EXERCISE BRIEF
Beginning at the line that contains "out the paved", write out every line down to the end of the records, with both ends kept and nothing added.

___ PROVIDED INFORMATION ___

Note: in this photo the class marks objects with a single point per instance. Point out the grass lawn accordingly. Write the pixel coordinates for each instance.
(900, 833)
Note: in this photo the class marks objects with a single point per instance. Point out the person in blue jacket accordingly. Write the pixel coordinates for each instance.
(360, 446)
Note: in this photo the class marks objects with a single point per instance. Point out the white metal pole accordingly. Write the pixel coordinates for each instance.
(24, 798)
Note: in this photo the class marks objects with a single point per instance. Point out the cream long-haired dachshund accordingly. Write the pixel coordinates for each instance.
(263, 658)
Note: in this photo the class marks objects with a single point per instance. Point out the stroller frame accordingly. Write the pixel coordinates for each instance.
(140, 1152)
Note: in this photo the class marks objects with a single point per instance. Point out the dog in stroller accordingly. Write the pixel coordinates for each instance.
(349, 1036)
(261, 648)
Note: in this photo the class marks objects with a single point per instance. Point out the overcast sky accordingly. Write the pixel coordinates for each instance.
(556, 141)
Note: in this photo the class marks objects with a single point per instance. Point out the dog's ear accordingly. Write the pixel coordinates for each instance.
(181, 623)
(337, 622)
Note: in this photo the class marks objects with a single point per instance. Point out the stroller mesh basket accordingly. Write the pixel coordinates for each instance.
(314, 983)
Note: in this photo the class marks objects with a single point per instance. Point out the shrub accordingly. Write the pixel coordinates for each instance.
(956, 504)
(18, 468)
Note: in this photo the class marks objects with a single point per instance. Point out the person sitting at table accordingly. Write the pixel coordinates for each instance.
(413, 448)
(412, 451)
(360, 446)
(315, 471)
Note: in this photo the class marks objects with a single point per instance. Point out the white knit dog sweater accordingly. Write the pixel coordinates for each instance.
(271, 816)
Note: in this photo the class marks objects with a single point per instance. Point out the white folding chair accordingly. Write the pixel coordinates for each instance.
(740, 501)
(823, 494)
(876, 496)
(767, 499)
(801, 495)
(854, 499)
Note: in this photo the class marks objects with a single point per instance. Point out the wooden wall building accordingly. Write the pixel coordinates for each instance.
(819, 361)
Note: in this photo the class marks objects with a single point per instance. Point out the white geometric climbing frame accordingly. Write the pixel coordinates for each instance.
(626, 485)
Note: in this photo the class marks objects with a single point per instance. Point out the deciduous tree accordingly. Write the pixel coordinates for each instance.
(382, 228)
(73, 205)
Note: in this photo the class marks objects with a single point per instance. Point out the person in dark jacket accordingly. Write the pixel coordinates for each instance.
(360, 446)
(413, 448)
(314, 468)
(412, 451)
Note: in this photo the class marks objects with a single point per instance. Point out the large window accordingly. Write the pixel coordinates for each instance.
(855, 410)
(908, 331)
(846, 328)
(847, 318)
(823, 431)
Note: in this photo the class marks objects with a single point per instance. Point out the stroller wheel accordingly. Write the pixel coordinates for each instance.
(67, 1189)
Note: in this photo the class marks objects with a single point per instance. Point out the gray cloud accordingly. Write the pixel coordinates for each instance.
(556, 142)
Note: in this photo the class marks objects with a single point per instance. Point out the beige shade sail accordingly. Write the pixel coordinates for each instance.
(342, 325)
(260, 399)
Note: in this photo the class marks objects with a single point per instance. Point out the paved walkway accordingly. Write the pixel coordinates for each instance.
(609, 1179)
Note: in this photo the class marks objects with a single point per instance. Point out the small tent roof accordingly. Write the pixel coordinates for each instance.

___

OUTPUT OF THE TASK
Note: in this photo the class marks objects with a single point per instance. Point out the paved walkway accordingly. Write the pixel coordinates for each instance.
(609, 1179)
Note: in this photo the class marks objects with a single point per instance. Point out the small tent roof accordingly. Write the pixel coordinates for each instance.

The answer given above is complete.